#### SELECTED PASSAGE
↓
Merlin: What we notice are the things that are damaging to us or the things that might become damaging to us.
Merlin: And I feel like that's where there's a lot of fertile ground for conspiracy thinking.
Merlin: There must be some explanation for why my life is the way it is.
Merlin: And now I just need to reverse engineer who is out to get people like me.
Merlin: And so of course it's the Jews, or of course it's, you know, the Italians or whoever.
Merlin: But don't you think, isn't that part of it is like the, if you did an honest accounting of all the ways in which things have mostly gone pretty good for you, perhaps, you might be less likely to think that there are cabals that are just, because the truth is nobody cares about you.
Merlin: I mean, see, it's worse than them being out to get you.
Merlin: It's that they...
Merlin: It's like Don Draper says, I don't think of you at all.
Right.
John: Well, and the trick to that, that actually nobody cares about you, is when I think about my mom –
John: At no point in her life did anyone ever tell her that things were fair.
Merlin: Oh, wow.
Merlin: Yes.
John: That's quite a different baseline.
John: Right?
Merlin: Yeah.
John: She has absolutely no expectation that things will be fair.
John: And if you say that's not fair to her, in a situation that she has control over, she will say, I'm doing my best to make this fair.
John: Because I – primarily because I don't want anyone to feel that favoritism is playing a role.
John: So in a situation with my sister and me in the Christmas presents we got, she recognized that favoritism, which she had experienced as a kid, she was on the receiving end of the wrong kind of favoritism.
John: She watched favoritism as a deficit to her.
John: So she's working to try and balance favoritism in things that she can.
John: But she does that – she's doing that because she recognizes the pain that favoritism causes on the small scale.
↑
Source records:
↓
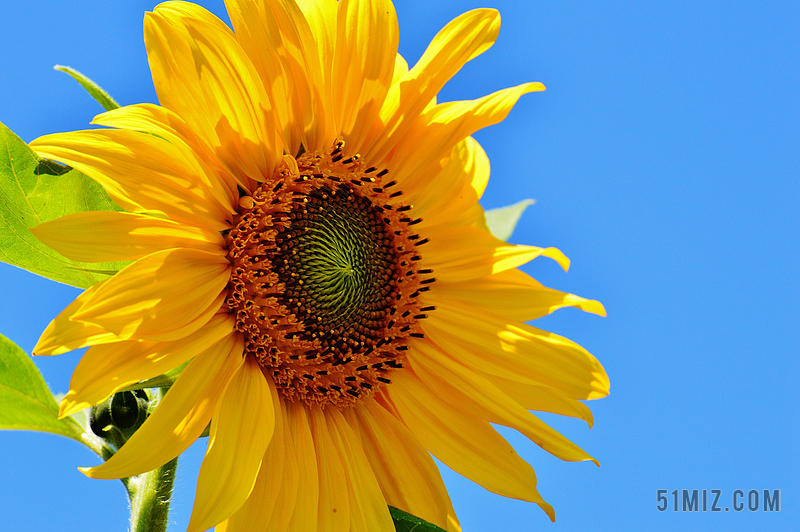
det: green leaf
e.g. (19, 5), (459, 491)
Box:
(119, 361), (189, 392)
(53, 65), (119, 111)
(389, 506), (445, 532)
(486, 199), (536, 240)
(0, 119), (129, 288)
(0, 335), (85, 443)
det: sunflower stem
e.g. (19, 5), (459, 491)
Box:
(122, 389), (178, 532)
(126, 457), (178, 532)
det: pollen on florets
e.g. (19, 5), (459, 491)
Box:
(226, 141), (433, 406)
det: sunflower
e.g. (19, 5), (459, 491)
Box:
(32, 0), (608, 532)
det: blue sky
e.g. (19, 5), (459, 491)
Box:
(0, 0), (800, 532)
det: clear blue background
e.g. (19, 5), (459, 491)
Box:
(0, 0), (800, 532)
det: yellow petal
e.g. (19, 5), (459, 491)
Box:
(422, 292), (609, 399)
(308, 407), (350, 532)
(59, 314), (233, 417)
(81, 335), (244, 478)
(33, 281), (125, 356)
(226, 0), (335, 154)
(391, 83), (544, 193)
(385, 371), (555, 519)
(408, 341), (600, 465)
(222, 403), (306, 532)
(362, 9), (500, 164)
(354, 400), (458, 529)
(286, 403), (321, 532)
(296, 0), (339, 84)
(31, 211), (226, 262)
(72, 249), (230, 340)
(31, 129), (230, 231)
(327, 408), (395, 532)
(484, 375), (594, 428)
(410, 137), (490, 229)
(187, 357), (279, 532)
(331, 0), (399, 153)
(420, 226), (569, 283)
(92, 103), (239, 204)
(436, 269), (606, 321)
(144, 2), (283, 180)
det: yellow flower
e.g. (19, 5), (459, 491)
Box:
(32, 0), (608, 532)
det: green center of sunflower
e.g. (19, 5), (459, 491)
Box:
(226, 143), (433, 406)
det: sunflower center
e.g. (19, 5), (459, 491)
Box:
(226, 142), (433, 406)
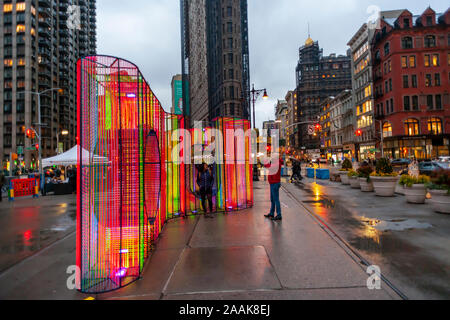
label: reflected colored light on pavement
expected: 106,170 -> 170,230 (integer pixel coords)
23,230 -> 32,241
361,217 -> 381,245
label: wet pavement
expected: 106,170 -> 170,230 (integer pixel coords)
0,182 -> 399,300
283,179 -> 450,299
0,196 -> 76,274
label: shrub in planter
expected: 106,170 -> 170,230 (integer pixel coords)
347,170 -> 360,189
399,175 -> 430,204
426,170 -> 450,213
357,166 -> 374,192
339,159 -> 353,185
370,158 -> 398,197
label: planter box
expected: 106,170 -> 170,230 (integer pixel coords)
430,190 -> 450,213
370,177 -> 399,197
349,177 -> 361,189
339,172 -> 350,186
359,178 -> 374,192
403,184 -> 427,204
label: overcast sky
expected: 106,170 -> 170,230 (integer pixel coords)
97,0 -> 448,126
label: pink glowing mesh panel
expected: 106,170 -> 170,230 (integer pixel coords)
76,56 -> 253,293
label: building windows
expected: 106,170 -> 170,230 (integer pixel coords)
383,122 -> 392,138
436,94 -> 442,110
431,54 -> 439,67
428,118 -> 442,135
403,75 -> 409,89
425,35 -> 436,48
425,74 -> 433,87
3,3 -> 12,13
403,18 -> 409,28
405,119 -> 420,136
403,96 -> 411,111
412,96 -> 419,111
230,103 -> 235,115
228,38 -> 233,49
427,94 -> 433,110
227,7 -> 233,17
402,56 -> 408,68
402,37 -> 413,49
16,2 -> 27,12
411,74 -> 417,88
409,56 -> 416,68
227,22 -> 233,33
434,73 -> 441,87
384,42 -> 391,56
16,24 -> 25,33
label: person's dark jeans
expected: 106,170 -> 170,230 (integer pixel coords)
270,183 -> 281,218
200,189 -> 213,213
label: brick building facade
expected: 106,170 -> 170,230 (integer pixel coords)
371,8 -> 450,160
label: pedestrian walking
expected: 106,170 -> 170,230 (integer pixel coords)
197,163 -> 214,218
291,160 -> 303,183
0,170 -> 6,202
265,158 -> 283,221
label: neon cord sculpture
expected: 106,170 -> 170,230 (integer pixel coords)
76,56 -> 253,293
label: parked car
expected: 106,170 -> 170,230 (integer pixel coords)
419,161 -> 449,175
391,159 -> 412,166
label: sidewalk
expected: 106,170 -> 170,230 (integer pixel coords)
0,182 -> 398,300
283,179 -> 450,299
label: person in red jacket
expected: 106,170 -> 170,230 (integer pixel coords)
264,157 -> 283,221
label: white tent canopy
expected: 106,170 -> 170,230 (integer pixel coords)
42,146 -> 108,168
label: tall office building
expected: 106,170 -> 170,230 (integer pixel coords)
181,0 -> 250,125
348,23 -> 379,161
0,0 -> 96,167
296,38 -> 352,152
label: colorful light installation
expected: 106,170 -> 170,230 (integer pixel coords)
76,56 -> 253,293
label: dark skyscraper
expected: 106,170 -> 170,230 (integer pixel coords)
296,38 -> 352,150
181,0 -> 250,121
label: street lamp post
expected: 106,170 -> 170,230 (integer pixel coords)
19,88 -> 62,191
250,84 -> 269,129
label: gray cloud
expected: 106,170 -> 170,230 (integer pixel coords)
97,0 -> 448,126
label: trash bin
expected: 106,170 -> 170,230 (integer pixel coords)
316,169 -> 330,180
306,168 -> 315,179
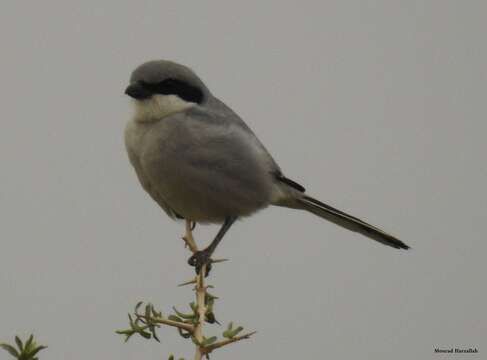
↑
#### COMPLETE THE FOLLOWING
a) Return the part of the transcript that runs from "Merlin: But don't" to "It's that they...", copied word for word.
b) Answer these questions using the transcript:
(i) Which character does Merlin quote, and what line does he give?
(ii) What did no one ever tell John's mother at any point in her life?
(iii) In what situation involving John and his sister did their mother try to balance favoritism?
c) List every sentence spoken by John in the transcript that contains the word "favoritism."

#### COMPLETED EXERCISE
a)
Merlin: But don't you think, isn't that part of it is like the, if you did an honest accounting of all the ways in which things have mostly gone pretty good for you, perhaps, you might be less likely to think that there are cabals that are just, because the truth is nobody cares about you.
Merlin: I mean, see, it's worse than them being out to get you.
Merlin: It's that they...

b)
(i) Don Draper: "I don't think of you at all."
(ii) That things were fair.
(iii) The Christmas presents they got.

c)
- Because I – primarily because I don't want anyone to feel that favoritism is playing a role.
- So in a situation with my sister and me in the Christmas presents we got, she recognized that favoritism, which she had experienced as a kid, she was on the receiving end of the wrong kind of favoritism.
- She watched favoritism as a deficit to her.
- So she's working to try and balance favoritism in things that she can.
- But she does that – she's doing that because she recognizes the pain that favoritism causes on the small scale.